_Goal:_ Identify and copy every line in the listing below that contains the word "background".

_Material supplied:_
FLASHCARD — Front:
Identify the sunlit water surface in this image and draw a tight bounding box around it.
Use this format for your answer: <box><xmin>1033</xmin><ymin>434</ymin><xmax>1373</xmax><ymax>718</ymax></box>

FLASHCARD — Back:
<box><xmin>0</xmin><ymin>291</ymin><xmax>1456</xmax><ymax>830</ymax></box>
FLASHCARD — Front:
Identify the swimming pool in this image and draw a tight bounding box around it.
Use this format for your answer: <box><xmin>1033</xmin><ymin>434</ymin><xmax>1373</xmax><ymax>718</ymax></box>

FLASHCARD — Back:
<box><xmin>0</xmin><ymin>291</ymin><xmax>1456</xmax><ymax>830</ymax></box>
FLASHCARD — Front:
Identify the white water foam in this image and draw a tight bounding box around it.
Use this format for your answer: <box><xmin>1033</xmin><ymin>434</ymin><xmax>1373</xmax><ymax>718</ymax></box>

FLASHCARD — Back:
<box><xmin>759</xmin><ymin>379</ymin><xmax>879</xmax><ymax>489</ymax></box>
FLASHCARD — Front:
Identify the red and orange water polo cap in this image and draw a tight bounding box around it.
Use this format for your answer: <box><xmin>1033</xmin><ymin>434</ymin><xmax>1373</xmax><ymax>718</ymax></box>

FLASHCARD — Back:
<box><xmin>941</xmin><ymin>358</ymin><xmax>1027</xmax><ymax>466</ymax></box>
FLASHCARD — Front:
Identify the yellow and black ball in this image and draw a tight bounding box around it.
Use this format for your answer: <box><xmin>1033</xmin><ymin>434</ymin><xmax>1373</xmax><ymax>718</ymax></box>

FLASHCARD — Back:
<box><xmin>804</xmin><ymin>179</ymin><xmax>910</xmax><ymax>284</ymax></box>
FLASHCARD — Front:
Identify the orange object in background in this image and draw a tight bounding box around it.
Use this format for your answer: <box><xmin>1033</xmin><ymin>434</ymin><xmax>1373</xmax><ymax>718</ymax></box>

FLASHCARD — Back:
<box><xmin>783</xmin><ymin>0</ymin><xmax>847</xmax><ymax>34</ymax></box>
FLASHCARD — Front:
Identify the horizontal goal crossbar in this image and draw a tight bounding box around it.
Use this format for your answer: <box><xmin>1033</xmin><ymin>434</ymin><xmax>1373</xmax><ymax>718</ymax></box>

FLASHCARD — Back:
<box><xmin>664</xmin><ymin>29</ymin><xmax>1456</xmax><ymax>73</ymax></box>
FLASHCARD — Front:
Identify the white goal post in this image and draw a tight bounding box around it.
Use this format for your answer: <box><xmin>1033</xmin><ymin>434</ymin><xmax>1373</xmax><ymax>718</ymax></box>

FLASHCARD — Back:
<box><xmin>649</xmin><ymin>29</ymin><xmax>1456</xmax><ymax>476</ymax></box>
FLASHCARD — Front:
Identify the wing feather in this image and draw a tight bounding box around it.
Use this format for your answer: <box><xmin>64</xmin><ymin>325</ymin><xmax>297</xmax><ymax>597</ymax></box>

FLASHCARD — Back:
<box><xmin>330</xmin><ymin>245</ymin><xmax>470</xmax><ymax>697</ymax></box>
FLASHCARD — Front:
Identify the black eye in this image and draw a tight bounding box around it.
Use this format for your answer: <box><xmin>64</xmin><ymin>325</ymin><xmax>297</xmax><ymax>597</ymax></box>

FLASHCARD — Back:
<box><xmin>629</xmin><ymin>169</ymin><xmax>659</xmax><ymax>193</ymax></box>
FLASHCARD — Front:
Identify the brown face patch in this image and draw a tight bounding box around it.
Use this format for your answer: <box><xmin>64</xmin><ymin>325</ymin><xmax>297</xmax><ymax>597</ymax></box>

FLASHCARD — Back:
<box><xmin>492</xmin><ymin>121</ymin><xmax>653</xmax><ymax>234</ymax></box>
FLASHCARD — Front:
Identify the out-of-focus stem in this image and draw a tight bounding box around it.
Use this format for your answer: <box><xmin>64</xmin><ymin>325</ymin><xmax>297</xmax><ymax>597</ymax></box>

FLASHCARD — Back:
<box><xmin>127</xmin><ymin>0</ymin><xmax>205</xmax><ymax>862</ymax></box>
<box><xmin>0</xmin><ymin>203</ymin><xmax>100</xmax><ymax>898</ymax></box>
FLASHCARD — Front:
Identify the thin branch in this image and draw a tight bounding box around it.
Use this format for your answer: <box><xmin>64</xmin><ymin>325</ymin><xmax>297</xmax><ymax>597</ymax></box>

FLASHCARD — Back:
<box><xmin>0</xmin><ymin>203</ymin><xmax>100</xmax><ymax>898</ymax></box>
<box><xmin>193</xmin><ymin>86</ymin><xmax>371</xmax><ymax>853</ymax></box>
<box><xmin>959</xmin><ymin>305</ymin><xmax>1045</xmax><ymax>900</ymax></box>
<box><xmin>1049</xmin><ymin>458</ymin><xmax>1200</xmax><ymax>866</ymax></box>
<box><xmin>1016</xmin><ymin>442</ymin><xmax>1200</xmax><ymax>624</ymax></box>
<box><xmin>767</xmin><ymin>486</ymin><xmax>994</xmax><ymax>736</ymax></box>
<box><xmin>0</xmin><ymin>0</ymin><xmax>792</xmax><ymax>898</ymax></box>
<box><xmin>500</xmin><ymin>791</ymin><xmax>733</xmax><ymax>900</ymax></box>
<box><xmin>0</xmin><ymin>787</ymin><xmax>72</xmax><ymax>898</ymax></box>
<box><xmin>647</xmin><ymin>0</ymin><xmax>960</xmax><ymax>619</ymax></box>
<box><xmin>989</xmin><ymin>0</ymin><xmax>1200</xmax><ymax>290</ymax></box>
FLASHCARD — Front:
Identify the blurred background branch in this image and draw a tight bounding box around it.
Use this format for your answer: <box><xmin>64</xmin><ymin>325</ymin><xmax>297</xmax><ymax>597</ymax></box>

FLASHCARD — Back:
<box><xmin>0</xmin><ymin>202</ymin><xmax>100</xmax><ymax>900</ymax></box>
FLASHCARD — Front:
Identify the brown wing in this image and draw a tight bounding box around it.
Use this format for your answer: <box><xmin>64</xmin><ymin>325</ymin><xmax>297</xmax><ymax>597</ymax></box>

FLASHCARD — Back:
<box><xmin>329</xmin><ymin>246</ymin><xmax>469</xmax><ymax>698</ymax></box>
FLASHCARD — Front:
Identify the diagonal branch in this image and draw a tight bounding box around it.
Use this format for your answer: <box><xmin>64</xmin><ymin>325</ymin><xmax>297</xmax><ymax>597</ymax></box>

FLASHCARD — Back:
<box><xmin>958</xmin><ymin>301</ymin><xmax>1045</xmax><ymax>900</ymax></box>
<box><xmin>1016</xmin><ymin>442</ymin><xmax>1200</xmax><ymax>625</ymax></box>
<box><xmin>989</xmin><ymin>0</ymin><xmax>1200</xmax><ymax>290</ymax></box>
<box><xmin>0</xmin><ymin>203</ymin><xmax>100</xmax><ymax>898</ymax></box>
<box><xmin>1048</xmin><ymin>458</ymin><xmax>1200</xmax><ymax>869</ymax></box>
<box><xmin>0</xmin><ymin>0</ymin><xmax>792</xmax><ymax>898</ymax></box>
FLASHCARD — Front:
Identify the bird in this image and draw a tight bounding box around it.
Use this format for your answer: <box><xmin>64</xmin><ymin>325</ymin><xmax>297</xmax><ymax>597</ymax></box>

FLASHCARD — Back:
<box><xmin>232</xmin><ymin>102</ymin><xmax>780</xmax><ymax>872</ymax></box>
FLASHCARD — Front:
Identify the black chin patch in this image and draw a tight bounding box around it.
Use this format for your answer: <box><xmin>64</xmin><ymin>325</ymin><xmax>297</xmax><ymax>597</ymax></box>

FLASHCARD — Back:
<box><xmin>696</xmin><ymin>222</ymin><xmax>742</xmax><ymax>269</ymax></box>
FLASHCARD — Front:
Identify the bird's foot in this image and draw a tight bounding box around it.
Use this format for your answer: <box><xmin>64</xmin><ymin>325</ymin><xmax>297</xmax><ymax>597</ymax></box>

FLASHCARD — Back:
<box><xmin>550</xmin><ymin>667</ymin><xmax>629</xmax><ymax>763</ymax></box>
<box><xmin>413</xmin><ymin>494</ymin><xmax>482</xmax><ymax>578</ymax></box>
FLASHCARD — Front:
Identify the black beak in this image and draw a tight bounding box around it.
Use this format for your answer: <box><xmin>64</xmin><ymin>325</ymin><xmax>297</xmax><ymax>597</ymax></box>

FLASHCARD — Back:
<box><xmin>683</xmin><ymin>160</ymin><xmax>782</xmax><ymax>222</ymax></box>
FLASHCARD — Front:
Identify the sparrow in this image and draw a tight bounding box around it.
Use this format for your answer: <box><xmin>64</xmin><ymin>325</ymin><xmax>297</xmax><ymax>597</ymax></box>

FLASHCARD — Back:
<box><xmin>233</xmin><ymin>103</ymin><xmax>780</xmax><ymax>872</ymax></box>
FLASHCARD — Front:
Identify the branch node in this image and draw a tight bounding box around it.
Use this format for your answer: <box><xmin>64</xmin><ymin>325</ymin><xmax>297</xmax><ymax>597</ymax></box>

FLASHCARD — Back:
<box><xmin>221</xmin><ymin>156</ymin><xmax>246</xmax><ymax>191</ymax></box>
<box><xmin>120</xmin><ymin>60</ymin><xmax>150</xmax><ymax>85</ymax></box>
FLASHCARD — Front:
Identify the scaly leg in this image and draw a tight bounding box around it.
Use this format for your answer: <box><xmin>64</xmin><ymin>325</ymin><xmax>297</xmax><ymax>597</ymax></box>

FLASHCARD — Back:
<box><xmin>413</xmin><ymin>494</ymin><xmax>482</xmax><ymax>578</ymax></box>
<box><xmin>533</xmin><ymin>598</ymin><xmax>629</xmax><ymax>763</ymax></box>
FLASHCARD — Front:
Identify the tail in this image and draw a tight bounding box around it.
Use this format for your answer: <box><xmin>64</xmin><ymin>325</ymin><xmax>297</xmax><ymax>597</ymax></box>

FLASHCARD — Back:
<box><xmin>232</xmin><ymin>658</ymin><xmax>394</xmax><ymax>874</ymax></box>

_Reply to the task:_
Identify the orange object in background in this image and draw a tight bounding box around it.
Identify the blurred background branch in this image and draw a tight bounding box around it.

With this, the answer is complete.